══ Data to process

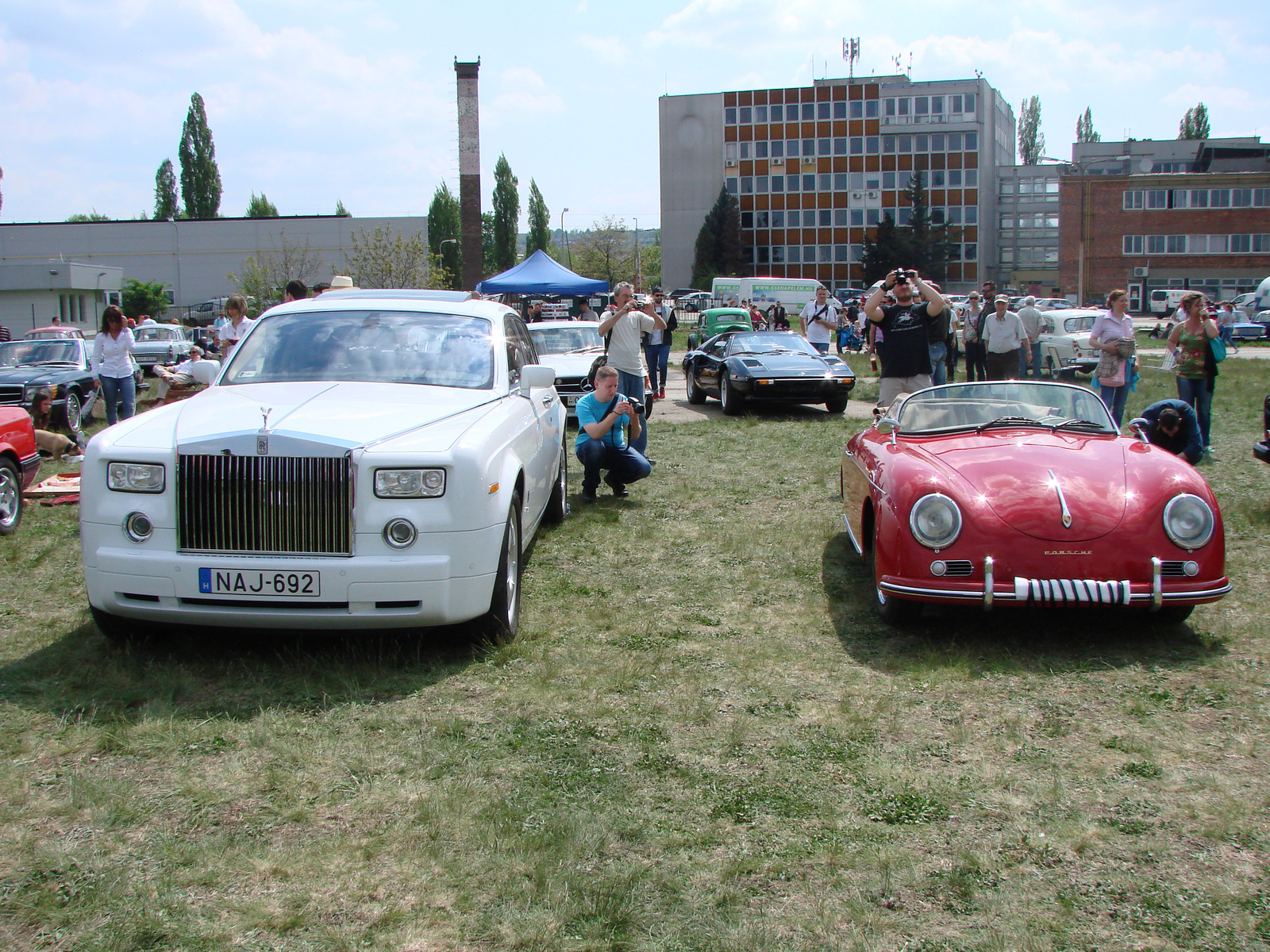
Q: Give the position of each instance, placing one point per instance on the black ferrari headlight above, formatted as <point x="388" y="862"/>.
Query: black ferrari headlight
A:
<point x="935" y="520"/>
<point x="1189" y="520"/>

════

» **Task brief**: Convert the rows above into a JSON list of strings, one string per line, leaving out blank lines and the pictures.

» **The answer**:
[
  "Q: Give the position of each instance, placing one point per instance on the black ferrari headlight above, formatted as <point x=\"388\" y=\"862\"/>.",
  "Query: black ferrari headlight",
  "A:",
  "<point x=\"935\" y=\"520\"/>",
  "<point x=\"1189\" y=\"520\"/>"
]